What is required:
Repeat nothing but the lines below running from the one containing "pixel 123 48" to the one containing "Query: forehead". Keep both end lines.

Records drawn from a dataset
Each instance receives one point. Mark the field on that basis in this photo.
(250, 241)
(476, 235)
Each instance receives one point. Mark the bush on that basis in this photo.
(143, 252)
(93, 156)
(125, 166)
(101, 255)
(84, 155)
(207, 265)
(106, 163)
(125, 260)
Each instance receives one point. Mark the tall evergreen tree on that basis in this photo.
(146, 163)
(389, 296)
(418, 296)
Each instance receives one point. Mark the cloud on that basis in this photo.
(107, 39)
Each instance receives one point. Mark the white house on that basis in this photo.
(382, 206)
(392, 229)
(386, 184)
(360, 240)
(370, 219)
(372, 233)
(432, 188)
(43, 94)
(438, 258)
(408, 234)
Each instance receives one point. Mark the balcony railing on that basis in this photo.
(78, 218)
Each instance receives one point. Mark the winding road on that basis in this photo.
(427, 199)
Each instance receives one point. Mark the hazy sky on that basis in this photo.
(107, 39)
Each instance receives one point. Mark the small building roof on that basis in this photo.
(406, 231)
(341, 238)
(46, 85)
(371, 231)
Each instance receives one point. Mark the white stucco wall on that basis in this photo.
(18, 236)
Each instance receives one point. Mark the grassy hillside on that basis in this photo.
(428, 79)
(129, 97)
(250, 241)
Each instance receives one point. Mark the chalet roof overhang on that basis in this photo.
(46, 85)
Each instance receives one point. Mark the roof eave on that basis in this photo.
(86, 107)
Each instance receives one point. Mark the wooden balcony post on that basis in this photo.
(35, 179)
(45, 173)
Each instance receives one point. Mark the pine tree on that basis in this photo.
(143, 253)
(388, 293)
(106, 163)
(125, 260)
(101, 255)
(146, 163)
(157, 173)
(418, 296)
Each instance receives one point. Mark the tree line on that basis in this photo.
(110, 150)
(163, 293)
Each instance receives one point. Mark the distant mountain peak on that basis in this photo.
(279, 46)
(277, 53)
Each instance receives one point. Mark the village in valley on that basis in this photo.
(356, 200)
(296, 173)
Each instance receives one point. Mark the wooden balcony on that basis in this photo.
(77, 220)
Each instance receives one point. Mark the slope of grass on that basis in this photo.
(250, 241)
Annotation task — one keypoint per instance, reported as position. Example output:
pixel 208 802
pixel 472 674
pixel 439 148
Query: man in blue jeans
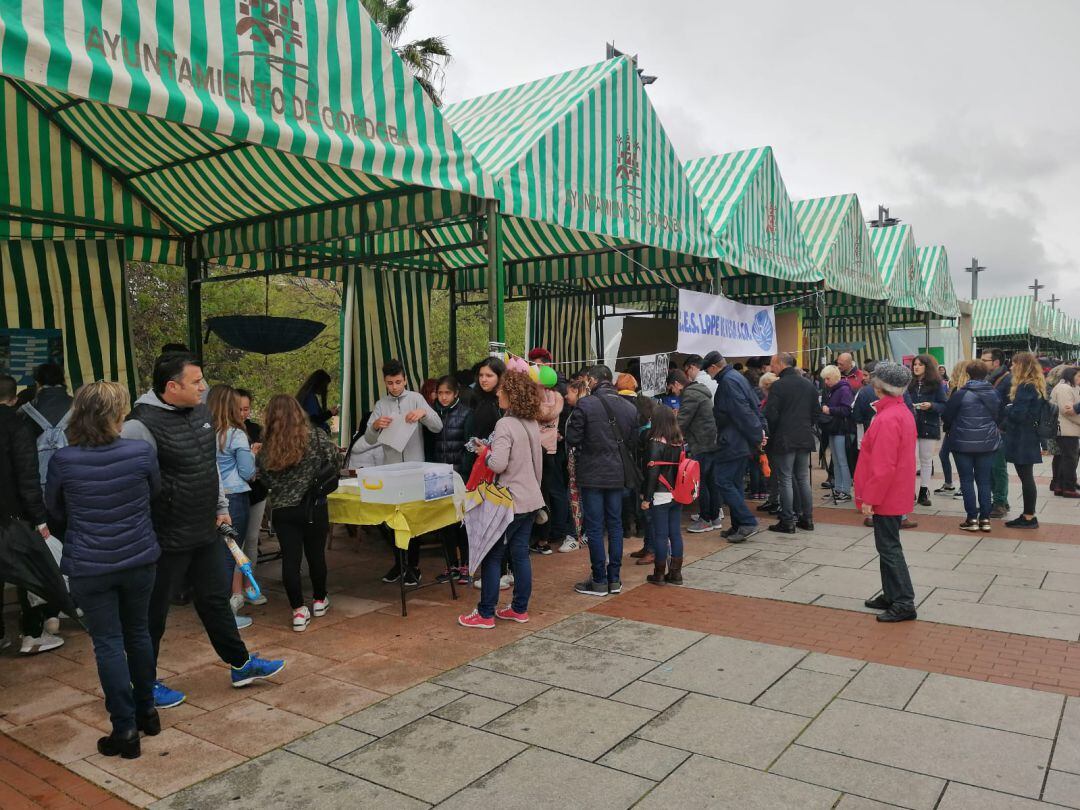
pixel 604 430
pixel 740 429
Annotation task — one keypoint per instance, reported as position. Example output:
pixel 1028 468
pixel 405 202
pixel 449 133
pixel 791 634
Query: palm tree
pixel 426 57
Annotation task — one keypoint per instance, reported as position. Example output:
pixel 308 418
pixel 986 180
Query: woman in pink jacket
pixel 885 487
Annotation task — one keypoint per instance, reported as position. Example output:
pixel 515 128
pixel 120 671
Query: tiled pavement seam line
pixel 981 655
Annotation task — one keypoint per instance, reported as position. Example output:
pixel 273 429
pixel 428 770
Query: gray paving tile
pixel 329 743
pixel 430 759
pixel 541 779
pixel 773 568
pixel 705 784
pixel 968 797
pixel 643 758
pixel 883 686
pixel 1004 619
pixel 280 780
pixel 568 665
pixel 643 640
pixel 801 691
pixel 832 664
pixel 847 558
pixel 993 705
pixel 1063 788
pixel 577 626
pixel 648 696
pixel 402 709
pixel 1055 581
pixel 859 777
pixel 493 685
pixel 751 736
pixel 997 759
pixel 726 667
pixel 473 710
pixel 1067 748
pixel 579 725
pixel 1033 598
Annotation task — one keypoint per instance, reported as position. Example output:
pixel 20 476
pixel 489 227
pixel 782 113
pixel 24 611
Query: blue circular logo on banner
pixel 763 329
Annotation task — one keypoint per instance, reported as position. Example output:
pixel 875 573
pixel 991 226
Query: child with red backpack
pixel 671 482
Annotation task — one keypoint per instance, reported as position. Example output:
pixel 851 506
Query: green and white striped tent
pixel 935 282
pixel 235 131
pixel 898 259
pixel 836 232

==

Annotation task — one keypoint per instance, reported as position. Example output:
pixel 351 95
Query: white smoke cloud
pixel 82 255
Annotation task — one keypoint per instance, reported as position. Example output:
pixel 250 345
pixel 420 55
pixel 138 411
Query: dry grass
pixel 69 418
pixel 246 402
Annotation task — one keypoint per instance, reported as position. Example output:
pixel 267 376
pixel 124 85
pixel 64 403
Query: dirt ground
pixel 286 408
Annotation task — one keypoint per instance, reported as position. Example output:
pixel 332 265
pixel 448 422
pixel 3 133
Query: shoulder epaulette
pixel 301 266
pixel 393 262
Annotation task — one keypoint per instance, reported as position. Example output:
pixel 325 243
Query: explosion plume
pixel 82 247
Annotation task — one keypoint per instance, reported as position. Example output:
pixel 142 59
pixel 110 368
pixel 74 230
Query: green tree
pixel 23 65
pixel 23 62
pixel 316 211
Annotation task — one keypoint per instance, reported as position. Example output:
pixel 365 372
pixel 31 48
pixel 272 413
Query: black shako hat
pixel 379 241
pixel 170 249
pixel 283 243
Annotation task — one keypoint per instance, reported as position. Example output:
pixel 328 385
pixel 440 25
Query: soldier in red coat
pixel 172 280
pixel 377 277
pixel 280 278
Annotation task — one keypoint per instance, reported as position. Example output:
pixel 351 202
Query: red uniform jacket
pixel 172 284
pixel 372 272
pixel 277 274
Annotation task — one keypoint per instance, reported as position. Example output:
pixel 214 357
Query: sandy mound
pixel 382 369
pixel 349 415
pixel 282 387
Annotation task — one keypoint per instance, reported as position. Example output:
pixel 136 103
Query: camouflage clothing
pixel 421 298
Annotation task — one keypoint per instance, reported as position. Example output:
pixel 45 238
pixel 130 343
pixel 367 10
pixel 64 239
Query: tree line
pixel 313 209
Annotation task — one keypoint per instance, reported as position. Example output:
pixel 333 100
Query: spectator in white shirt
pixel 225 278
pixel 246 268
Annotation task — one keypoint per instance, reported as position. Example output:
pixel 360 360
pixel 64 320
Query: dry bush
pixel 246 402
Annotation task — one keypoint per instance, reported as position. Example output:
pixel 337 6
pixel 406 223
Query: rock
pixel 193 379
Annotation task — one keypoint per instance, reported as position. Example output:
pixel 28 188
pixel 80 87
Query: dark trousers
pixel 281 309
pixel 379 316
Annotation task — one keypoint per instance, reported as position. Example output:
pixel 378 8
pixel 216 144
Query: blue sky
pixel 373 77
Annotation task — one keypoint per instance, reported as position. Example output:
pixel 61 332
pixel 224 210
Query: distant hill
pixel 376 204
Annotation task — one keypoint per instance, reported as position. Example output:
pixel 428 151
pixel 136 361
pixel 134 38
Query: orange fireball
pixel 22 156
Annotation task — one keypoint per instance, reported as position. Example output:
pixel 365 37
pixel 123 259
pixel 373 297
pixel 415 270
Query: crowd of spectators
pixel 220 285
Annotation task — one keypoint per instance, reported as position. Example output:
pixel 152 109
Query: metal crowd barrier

==

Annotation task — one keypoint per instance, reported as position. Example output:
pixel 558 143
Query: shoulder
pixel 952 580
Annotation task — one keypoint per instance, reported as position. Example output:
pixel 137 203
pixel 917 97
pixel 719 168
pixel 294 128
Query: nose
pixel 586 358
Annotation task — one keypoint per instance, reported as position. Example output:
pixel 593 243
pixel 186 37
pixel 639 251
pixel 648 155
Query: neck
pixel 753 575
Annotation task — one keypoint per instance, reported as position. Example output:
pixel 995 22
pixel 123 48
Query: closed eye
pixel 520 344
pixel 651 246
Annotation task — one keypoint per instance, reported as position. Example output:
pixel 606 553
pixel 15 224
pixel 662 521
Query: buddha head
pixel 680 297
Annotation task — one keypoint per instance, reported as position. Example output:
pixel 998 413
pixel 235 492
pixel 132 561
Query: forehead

Answer to the problem:
pixel 123 48
Query: closed eye
pixel 520 344
pixel 651 246
Annotation task — one keypoint per instance, reported as position. Example output:
pixel 606 553
pixel 15 224
pixel 662 521
Query: buddha head
pixel 680 297
Annotation task — one keypoint per instance, reported as position. Example output:
pixel 998 413
pixel 235 492
pixel 132 561
Query: forehead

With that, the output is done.